__Information provided__:
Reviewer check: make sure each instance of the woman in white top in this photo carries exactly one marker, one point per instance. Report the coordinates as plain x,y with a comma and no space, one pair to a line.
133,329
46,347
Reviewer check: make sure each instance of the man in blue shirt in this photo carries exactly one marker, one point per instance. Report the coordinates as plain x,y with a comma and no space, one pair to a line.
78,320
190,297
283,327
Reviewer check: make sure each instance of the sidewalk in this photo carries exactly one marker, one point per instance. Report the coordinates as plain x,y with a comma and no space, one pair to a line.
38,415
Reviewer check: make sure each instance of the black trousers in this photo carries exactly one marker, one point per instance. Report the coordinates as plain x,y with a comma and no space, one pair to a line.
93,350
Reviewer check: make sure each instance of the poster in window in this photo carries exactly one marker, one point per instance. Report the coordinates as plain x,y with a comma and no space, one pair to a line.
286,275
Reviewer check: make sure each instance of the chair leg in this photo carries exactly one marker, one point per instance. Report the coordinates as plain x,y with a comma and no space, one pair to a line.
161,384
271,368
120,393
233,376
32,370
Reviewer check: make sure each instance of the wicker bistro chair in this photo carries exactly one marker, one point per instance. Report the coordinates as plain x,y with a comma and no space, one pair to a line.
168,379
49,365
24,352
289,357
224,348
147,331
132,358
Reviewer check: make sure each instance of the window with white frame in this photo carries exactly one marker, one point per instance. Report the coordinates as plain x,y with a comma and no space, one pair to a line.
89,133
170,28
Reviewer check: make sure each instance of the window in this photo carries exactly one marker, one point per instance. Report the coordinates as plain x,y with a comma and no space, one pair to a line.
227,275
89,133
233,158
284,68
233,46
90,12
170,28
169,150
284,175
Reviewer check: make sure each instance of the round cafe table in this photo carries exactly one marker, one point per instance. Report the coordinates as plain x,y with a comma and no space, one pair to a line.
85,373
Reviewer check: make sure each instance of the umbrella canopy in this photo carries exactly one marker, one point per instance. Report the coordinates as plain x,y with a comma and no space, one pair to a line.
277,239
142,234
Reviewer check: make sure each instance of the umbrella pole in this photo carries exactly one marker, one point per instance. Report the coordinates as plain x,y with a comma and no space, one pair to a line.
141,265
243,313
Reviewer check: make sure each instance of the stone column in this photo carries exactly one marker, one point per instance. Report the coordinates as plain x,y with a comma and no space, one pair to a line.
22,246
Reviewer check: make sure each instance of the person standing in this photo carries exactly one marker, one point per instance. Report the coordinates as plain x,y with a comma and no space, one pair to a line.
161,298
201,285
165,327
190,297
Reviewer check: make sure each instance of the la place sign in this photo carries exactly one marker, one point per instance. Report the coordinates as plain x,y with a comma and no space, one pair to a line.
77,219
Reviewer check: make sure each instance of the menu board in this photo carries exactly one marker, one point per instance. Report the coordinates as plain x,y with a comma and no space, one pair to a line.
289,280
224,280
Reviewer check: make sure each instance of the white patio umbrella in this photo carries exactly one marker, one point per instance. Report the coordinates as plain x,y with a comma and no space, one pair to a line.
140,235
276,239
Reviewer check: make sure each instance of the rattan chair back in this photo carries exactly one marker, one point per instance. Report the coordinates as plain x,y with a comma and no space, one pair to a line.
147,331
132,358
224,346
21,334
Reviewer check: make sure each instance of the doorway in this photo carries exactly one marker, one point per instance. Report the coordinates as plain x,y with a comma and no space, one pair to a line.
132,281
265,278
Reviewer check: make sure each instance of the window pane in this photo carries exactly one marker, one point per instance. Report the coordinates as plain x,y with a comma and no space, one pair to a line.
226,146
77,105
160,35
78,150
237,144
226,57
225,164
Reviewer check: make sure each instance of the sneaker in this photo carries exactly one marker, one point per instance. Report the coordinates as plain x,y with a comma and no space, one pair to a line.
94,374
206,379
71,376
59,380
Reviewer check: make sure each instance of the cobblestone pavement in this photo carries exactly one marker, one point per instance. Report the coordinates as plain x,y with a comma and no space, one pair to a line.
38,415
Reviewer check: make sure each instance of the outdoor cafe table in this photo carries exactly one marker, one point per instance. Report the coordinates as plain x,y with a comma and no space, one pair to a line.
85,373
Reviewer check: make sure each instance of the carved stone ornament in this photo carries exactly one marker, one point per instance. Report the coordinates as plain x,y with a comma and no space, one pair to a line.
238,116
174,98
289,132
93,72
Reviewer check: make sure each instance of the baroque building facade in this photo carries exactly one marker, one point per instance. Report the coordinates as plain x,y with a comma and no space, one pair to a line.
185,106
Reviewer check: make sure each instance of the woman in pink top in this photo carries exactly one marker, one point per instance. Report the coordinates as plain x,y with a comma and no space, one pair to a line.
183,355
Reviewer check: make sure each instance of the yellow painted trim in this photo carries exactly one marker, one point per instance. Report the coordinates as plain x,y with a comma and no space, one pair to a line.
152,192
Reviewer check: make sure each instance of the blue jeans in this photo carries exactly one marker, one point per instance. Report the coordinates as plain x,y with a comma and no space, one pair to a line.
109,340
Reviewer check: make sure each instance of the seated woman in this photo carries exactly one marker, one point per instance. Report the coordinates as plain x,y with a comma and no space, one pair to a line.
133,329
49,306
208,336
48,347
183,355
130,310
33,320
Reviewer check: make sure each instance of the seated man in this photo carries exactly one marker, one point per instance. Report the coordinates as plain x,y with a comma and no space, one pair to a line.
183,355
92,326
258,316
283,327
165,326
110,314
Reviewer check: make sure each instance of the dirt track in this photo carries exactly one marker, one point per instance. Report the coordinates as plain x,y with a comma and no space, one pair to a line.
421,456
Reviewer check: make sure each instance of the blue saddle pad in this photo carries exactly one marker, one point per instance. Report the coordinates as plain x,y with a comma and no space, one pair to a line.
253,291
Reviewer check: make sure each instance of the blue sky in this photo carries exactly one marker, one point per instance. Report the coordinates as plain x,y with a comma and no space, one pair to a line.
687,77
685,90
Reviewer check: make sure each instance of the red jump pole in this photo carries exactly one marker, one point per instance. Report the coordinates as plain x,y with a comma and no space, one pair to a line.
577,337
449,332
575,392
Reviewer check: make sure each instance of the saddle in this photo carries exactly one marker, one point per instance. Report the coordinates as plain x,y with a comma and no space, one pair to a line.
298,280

...

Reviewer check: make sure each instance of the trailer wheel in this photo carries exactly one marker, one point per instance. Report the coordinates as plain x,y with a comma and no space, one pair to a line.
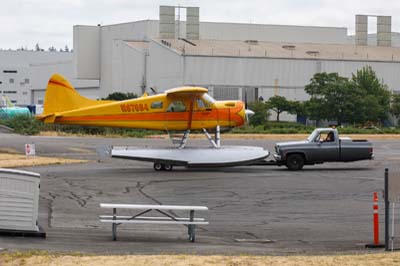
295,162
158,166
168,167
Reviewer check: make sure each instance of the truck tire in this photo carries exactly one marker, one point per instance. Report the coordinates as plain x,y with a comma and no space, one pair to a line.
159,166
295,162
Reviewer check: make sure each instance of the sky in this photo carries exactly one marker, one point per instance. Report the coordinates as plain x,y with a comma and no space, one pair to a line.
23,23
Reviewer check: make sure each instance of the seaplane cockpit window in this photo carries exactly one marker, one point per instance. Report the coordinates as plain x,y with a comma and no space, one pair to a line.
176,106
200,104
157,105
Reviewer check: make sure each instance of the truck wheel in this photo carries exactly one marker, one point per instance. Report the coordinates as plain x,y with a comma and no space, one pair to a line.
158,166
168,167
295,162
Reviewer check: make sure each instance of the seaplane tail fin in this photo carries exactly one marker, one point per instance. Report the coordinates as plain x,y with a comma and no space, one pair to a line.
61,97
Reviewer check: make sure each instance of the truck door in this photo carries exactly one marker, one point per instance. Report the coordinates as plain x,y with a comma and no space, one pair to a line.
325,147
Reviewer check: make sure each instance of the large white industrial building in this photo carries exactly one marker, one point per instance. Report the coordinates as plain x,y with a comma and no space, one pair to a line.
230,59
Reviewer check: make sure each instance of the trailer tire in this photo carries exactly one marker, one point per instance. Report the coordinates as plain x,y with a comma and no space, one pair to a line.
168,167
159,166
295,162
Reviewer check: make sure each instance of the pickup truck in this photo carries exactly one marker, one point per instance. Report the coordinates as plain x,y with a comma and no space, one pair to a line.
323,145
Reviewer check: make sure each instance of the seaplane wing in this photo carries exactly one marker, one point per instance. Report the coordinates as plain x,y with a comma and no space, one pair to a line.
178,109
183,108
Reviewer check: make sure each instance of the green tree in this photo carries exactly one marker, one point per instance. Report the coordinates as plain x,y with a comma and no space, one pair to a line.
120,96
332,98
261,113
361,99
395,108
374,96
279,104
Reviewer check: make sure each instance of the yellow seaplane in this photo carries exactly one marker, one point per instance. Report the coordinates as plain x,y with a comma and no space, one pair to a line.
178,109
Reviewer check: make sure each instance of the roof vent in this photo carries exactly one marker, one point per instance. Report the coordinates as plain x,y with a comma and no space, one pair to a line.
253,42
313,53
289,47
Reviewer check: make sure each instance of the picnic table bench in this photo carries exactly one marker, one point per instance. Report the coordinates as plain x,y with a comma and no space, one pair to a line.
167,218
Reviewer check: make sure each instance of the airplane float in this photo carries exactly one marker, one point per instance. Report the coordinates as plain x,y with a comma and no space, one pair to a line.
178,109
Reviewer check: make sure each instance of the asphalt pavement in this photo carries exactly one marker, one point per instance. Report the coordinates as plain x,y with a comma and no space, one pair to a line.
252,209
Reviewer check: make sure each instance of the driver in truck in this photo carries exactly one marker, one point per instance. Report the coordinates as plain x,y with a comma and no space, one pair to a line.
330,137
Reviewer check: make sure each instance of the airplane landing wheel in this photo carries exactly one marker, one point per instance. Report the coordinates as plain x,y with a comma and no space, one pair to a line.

==

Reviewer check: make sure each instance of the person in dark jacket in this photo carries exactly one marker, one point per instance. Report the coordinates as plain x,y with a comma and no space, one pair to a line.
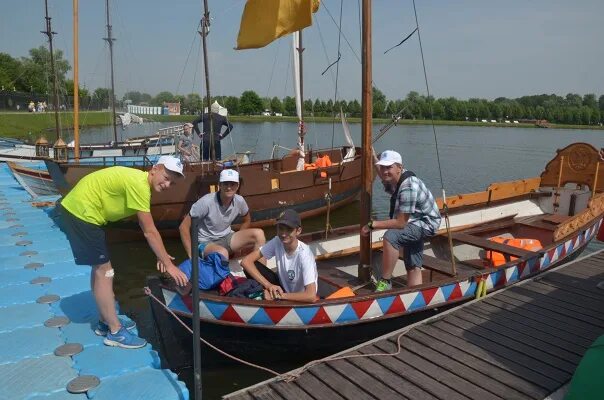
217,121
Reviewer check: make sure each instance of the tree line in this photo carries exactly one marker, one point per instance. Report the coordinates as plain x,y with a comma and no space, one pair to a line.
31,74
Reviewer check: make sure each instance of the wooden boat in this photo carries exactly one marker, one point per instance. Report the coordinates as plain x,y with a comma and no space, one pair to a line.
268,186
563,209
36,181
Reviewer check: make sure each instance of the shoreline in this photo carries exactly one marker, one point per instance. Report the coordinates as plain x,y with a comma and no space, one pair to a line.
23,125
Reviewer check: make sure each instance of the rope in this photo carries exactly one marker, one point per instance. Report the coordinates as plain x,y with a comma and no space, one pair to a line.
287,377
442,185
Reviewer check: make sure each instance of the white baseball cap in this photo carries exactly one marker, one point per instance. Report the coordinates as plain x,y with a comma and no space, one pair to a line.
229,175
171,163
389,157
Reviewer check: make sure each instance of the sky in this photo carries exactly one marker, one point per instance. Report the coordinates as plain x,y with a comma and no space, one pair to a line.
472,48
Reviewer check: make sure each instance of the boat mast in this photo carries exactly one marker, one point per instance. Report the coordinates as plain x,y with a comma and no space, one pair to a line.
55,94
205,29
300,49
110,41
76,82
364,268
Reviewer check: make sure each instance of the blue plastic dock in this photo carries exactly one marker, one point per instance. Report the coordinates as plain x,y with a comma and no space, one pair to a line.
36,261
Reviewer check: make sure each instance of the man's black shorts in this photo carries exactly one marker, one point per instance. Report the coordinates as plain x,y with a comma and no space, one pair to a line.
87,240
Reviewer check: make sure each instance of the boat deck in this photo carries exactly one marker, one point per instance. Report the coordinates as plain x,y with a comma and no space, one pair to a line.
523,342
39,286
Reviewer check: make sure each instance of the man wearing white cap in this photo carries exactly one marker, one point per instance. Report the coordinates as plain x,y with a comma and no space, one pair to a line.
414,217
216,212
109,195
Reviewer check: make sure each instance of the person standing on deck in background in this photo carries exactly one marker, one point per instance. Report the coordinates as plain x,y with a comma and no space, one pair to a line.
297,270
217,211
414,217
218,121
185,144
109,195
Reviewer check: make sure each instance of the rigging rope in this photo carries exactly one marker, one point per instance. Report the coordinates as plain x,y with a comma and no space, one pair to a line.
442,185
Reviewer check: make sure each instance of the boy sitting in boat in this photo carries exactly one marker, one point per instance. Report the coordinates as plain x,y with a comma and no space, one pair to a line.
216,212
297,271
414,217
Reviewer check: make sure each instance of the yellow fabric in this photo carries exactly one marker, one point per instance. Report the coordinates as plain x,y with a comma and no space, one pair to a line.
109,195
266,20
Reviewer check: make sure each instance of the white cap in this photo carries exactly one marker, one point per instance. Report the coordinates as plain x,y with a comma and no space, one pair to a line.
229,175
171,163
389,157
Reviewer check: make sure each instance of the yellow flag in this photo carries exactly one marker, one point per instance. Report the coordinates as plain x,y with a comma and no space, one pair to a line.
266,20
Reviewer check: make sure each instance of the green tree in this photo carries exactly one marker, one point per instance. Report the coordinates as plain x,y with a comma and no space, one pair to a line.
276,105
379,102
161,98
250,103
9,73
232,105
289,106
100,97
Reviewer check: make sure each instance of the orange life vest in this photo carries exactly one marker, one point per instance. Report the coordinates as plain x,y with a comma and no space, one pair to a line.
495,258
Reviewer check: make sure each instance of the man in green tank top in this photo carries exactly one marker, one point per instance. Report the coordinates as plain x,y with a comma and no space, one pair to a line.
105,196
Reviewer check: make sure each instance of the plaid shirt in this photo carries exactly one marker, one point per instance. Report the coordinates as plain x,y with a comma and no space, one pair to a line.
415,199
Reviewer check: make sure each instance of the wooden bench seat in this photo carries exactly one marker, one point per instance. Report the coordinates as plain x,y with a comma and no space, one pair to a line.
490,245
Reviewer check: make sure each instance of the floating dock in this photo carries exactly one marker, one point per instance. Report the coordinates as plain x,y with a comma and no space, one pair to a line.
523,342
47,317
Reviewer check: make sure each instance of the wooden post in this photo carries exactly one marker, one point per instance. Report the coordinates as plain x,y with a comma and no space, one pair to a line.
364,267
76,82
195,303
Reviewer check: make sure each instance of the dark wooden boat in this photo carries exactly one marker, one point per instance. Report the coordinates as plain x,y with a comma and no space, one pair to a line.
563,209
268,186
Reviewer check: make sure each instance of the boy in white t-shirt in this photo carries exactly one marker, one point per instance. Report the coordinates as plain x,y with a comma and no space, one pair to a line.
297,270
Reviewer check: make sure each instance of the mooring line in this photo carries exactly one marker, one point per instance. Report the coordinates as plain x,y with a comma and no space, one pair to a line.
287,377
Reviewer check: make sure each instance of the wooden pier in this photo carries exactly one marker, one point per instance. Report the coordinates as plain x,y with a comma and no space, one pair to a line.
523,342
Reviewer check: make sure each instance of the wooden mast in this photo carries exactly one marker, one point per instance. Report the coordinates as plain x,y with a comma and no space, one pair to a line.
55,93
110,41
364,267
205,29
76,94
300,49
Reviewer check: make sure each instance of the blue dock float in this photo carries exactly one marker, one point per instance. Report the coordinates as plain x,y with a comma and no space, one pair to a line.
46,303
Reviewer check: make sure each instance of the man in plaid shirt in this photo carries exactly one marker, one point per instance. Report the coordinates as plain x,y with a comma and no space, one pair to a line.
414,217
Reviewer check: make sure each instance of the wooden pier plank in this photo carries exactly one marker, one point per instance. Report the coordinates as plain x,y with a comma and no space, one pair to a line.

__Prompt__:
Find the line with "Reviewer check: make sure each instance of the asphalt" in the entries above. Retype it and each line after it, exactly, through the line with "Reviewer check: make sure each instance of the airplane landing", and stop there.

__Task solution__:
Reviewer check: make sure each instance of the asphalt pavement in this photo carries exactly one marker, one point per instance. Report the coordinates as plain x,y with a comma and no space, one pair to a line.
252,209
Reviewer check: make sure each instance of the driver in truck in this photo carries exactly one marker, one point per instance. Report the coordinates as plain x,y with a comma and no space, one pair to a line.
330,137
Reviewer check: make sure each instance of the airplane landing wheel in this photo carries exactly one marker, one point per instance. Report the coordinates as plain x,y with a comma and no space, one pair to a line.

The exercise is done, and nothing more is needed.